* _Study questions_:
1 - In the text on the 1952 Ubangi-Shari election, copy word for word the part that opens with the words containing "All 40 seats" and closes with "the second college).".
2 - According to the text on the 1952 Ubangi-Shari election, on what date were the Territorial Assembly elections held?

* _Source document_:

• • • • •

All 40 seats in the Territorial Assembly 21 seats needed for a majority
|  | First party | Second party | Third party |
| Leader | Barthélemy Boganda | Henri Mabille | Henri Mabille |
| Party | MESAN | UDIO | RPF |
| Last election | - | - | - |
| Seats won | 17 | 14 | 8 |
| Seat change | +17 | +14 | +8 |
| President of the Territorial Assembly before election Georges Darlan | Elected President of the Territorial Assembly Henri Mabille |

= 1952 Ubangi-Shari Territorial Assembly election =

Territorial Assembly elections were held in Ubangi-Shari on 30 March 1952. The result was a victory for the Movement for the Social Evolution of Black Africa (MESAN), which won 17 seats (all in the second college).

==Results==

| Party |  | Seats |
First College
|  | Union for the Defence of Ubangian Interests | 14 |
Second College
|  | Movement for the Social Evolution of Black Africa | 17 |
|  | Rally of the French People and independents | 8 |
|  | Other parties | 1 |
| Total |  | 40 |
Source: Bradshaw & Fandos-Ruis

==Aftermath==
Following the elections, Henri Mabille was elected chair of the legislature.

• • • • •

* _Data to examine_:
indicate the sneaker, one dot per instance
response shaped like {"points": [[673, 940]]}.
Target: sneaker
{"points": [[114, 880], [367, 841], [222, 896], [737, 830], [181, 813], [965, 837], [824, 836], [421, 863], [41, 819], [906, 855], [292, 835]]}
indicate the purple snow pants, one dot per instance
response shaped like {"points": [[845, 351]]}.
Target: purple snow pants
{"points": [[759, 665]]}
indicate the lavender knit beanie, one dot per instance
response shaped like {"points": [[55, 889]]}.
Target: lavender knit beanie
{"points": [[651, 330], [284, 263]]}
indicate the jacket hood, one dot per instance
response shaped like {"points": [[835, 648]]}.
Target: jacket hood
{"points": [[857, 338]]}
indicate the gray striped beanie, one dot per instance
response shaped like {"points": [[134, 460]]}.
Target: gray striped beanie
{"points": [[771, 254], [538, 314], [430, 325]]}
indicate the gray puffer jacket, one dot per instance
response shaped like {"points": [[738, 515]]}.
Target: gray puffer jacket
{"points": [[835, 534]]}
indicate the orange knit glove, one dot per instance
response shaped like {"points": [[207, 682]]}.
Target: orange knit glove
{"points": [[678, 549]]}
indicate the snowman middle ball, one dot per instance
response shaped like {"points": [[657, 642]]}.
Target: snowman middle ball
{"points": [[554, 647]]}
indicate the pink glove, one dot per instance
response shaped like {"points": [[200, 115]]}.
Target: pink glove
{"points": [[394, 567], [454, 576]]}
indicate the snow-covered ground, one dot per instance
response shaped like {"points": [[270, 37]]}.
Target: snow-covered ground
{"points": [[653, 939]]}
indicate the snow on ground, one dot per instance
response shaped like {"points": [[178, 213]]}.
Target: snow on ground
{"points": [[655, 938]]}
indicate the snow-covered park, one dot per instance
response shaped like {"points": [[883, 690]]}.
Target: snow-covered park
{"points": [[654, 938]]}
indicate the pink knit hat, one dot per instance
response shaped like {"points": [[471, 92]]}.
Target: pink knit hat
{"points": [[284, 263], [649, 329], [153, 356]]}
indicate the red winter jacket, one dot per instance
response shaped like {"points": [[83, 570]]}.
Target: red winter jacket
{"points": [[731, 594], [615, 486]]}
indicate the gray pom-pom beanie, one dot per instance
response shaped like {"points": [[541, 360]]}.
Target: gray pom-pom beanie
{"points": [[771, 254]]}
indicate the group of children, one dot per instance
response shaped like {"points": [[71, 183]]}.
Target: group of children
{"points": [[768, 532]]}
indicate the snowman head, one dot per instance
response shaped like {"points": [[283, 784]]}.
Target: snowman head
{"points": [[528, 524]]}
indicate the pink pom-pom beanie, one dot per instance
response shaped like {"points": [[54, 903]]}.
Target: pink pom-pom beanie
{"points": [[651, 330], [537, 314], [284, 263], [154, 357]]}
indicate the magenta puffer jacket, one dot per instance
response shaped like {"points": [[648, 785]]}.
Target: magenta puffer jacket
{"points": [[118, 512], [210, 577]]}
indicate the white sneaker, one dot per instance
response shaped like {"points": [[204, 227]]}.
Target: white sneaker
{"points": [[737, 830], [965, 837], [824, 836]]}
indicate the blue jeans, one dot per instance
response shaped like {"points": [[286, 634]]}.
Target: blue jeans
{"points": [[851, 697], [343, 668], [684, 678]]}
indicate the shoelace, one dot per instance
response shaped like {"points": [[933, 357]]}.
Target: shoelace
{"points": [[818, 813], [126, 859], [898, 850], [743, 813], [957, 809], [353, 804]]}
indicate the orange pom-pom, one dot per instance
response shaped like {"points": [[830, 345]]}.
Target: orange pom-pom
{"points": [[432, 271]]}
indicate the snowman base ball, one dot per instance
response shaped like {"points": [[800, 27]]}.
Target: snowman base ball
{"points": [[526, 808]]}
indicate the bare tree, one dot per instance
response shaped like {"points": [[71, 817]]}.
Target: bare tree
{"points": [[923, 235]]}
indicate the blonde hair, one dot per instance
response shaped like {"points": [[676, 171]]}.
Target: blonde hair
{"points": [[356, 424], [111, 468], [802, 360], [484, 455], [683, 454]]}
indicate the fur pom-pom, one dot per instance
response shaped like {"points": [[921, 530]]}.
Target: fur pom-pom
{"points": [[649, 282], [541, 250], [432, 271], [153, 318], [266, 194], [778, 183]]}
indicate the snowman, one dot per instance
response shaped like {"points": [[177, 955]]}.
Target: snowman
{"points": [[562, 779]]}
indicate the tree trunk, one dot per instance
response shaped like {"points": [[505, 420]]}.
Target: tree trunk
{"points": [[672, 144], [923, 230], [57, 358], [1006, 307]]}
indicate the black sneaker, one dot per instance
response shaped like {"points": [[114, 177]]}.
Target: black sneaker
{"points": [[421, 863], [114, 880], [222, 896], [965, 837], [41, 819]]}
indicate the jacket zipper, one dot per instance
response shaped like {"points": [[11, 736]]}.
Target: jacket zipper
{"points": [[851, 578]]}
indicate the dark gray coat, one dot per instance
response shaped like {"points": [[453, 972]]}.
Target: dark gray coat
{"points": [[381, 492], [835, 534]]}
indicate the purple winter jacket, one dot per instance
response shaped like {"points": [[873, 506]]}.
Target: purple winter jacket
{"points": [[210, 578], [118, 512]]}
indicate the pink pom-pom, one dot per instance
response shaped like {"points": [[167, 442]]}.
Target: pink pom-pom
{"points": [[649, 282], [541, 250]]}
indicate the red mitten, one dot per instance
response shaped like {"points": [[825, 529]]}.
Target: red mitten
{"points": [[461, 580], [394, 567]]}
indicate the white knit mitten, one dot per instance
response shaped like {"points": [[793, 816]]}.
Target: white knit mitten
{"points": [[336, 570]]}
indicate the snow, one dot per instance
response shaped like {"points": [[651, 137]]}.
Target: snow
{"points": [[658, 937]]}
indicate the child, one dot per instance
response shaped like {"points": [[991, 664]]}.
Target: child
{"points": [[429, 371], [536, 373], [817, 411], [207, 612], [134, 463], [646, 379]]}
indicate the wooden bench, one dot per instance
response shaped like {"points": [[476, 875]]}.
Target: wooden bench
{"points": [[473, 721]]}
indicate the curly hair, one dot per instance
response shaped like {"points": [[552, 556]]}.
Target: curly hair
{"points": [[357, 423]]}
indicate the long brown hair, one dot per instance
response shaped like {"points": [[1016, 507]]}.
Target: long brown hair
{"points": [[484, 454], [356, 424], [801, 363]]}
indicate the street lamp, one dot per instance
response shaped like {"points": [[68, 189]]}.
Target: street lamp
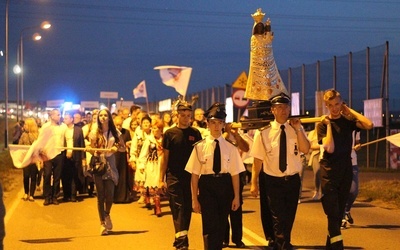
{"points": [[6, 77], [20, 60]]}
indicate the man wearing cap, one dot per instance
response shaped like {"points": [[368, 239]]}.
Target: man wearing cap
{"points": [[215, 165], [178, 144], [281, 165]]}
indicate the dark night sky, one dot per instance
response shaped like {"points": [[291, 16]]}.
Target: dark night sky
{"points": [[109, 45]]}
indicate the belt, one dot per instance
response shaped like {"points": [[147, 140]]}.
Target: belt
{"points": [[285, 178], [216, 175]]}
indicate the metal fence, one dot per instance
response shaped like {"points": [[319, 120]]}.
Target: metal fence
{"points": [[357, 76]]}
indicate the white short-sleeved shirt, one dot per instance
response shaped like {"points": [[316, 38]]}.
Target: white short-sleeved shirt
{"points": [[266, 148], [202, 157]]}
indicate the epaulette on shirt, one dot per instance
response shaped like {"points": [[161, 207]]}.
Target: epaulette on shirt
{"points": [[198, 142], [265, 127], [231, 142]]}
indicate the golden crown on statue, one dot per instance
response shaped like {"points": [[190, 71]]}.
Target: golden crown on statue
{"points": [[264, 80]]}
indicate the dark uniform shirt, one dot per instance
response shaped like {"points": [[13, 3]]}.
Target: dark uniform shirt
{"points": [[179, 142]]}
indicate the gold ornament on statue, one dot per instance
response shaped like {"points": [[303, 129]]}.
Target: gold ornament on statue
{"points": [[264, 80]]}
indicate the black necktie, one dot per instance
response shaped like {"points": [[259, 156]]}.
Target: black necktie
{"points": [[282, 150], [217, 158]]}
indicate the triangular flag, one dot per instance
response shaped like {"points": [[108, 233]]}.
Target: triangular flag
{"points": [[140, 90], [394, 139], [240, 82], [175, 76]]}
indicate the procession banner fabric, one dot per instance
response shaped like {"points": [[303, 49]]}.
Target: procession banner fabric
{"points": [[175, 76], [140, 90], [394, 139], [24, 155]]}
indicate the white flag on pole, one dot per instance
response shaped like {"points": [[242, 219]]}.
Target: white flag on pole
{"points": [[394, 139], [140, 90], [175, 76]]}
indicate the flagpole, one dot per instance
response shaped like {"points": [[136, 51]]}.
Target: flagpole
{"points": [[64, 148], [372, 142], [147, 103]]}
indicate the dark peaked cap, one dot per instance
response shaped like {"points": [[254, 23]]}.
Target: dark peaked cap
{"points": [[183, 105], [216, 111], [280, 99]]}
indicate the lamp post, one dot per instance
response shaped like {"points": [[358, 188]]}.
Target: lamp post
{"points": [[20, 60], [6, 78]]}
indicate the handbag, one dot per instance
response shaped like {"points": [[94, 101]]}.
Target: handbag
{"points": [[98, 165]]}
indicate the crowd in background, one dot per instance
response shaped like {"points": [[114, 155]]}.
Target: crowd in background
{"points": [[134, 149]]}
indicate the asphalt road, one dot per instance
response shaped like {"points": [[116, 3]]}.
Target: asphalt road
{"points": [[30, 225]]}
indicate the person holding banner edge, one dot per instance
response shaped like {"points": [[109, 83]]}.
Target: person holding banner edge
{"points": [[335, 135]]}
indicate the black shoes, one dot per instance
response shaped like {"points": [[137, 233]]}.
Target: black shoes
{"points": [[240, 244], [349, 218]]}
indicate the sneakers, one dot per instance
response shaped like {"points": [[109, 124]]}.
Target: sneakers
{"points": [[108, 222], [316, 196], [141, 200], [344, 224], [240, 244], [348, 217], [103, 229]]}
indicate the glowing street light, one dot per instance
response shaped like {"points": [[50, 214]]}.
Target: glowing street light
{"points": [[20, 60]]}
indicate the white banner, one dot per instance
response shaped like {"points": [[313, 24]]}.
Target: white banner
{"points": [[90, 104], [295, 101], [108, 95], [54, 103], [373, 111]]}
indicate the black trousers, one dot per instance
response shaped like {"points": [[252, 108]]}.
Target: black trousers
{"points": [[52, 167], [283, 195], [180, 202], [72, 180], [236, 217], [335, 187], [30, 173], [215, 197], [266, 216]]}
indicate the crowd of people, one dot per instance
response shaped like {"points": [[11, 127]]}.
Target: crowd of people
{"points": [[201, 164]]}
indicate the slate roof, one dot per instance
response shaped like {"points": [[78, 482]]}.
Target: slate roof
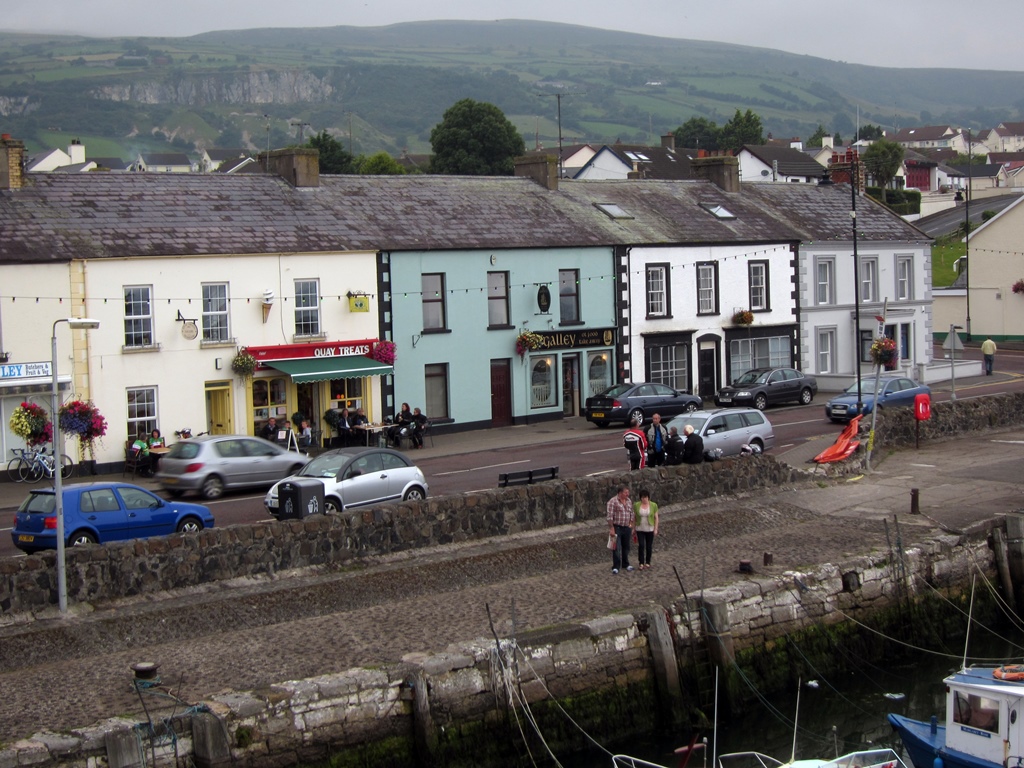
{"points": [[822, 213], [59, 217], [791, 162]]}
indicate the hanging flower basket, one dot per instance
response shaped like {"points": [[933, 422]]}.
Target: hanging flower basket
{"points": [[884, 352], [30, 422], [527, 341], [244, 365], [383, 351], [83, 420]]}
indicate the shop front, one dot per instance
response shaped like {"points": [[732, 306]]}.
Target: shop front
{"points": [[568, 367], [304, 381]]}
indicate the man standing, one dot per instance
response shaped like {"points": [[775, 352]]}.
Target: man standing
{"points": [[988, 349], [621, 520], [636, 445], [693, 448], [657, 440]]}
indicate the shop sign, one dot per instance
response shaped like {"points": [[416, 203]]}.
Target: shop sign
{"points": [[585, 337], [25, 371]]}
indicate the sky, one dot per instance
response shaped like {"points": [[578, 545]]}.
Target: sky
{"points": [[887, 33]]}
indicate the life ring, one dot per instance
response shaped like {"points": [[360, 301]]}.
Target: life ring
{"points": [[1013, 673]]}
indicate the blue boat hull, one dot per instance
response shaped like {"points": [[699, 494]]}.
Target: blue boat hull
{"points": [[925, 745]]}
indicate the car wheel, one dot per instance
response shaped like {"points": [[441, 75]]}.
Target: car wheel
{"points": [[81, 538], [415, 494], [189, 525], [213, 487]]}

• • • • •

* _Results by task_:
1 -
All 40 seats in the Territorial Assembly 21 seats needed for a majority
|  | First party | Second party | Third party |
| Leader | Barthélemy Boganda | Henri Mabille | Henri Mabille |
| Party | MESAN | UDIO | RPF |
| Last election | - | - | - |
| Seats won | 17 | 14 | 8 |
| Seat change | +17 | +14 | +8 |
| President of the Territorial Assembly before election Georges Darlan | Elected President of the Territorial Assembly Henri Mabille |

= 1952 Ubangi-Shari Territorial Assembly election =

Territorial Assembly elections were held in Ubangi-Shari on 30 March 1952. The result was a victory for the Movement for the Social Evolution of Black Africa (MESAN), which won 17 seats (all in the second college).

2 - 30 March 1952